_EXCERPTED TEXT_

········

Video: MIN@TOR: Marner beats Dubnyk five-hole for PPG
When Marner returns, he's expected to play right wing on a line with center John Tavares and left wing Ilya Mikheyev after the forwards skated together at practice Monday. Zach Hyman spent the majority of last season at left wing with Tavares and Marner, but Keefe said he wants to see how Hyman's skill set will fit on a line with center Alexander Kerfoot and right wing Kasperi Kapanen.
Marner's teammates are eager to have him back.
"He's one of our best players," forward Andreas Johnsson said before the game against the Flyers. "When one of those guys is missing, you notice that a lot. So hopefully he can come back as soon as possible.
Marner, who had been skating recently with injured forward Trevor Moore, said his biggest hurdle right now is making sure his fitness level is where he needs it to be before returning to the lineup.
Video: TOR@CBJ: Marner scores second from the doorstep
"I felt good. I feel like I've been working hard in the gym and trying to keep my conditioning up," Marner said Monday. "It's always hard to keep it up in the gym but the last couple days I've been on the ice with Trevor, so I feel like [my] conditioning is back where I need it to be."

········

_DATA PROVIDED_
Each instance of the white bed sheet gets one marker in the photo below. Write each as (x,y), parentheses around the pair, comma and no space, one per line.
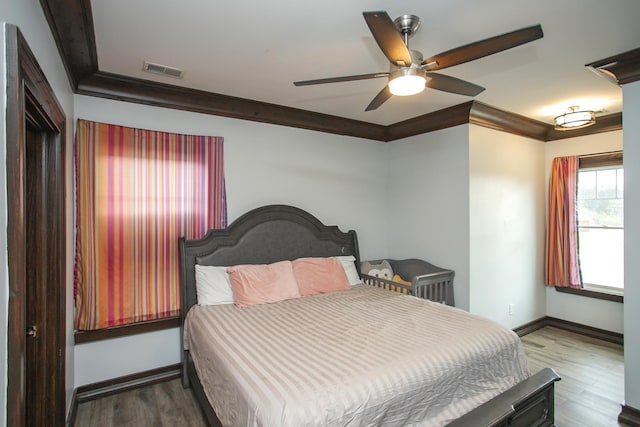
(361,357)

········

_THE TASKS_
1. In the article about Marner's return, translate this sentence into Spanish: "Marner's teammates are eager to have him back."
2. Continue the article about Marner's return to the lineup from its final sentence.

_THE RESPONSES_
1. Los compañeros de equipo de Marner están ansiosos por tenerlo de vuelta.

2.
General manager Kyle Dubas said Monday that getting the chance to assess a fully healthy roster will be nice when Marner returns but that the potential for further injuries must always be considered.
"Full health is a luxury that not many teams have. Even teams in our division, Boston has missed a lot of guys in the last two years, but they won their seventh in a row [Sunday] night, they just continue to find a way," Dubas said.
"It would be great in a perfect world to have the best 20 every night. I don't think in a League this physical and with 82 games in about 180 days, it's tough to be there all the time where everyone is 100 percent healthy, but Mitch is a special player and we'll be excited to get him back here in the coming days."
Johnsson said he's also looking forward to having a healthy roster.
"That's one thing I've been hearing a lot about, that we haven't had a chance to show what we really can do with a full roster," he said. "It will be exciting when everyone comes back to see what we can do together."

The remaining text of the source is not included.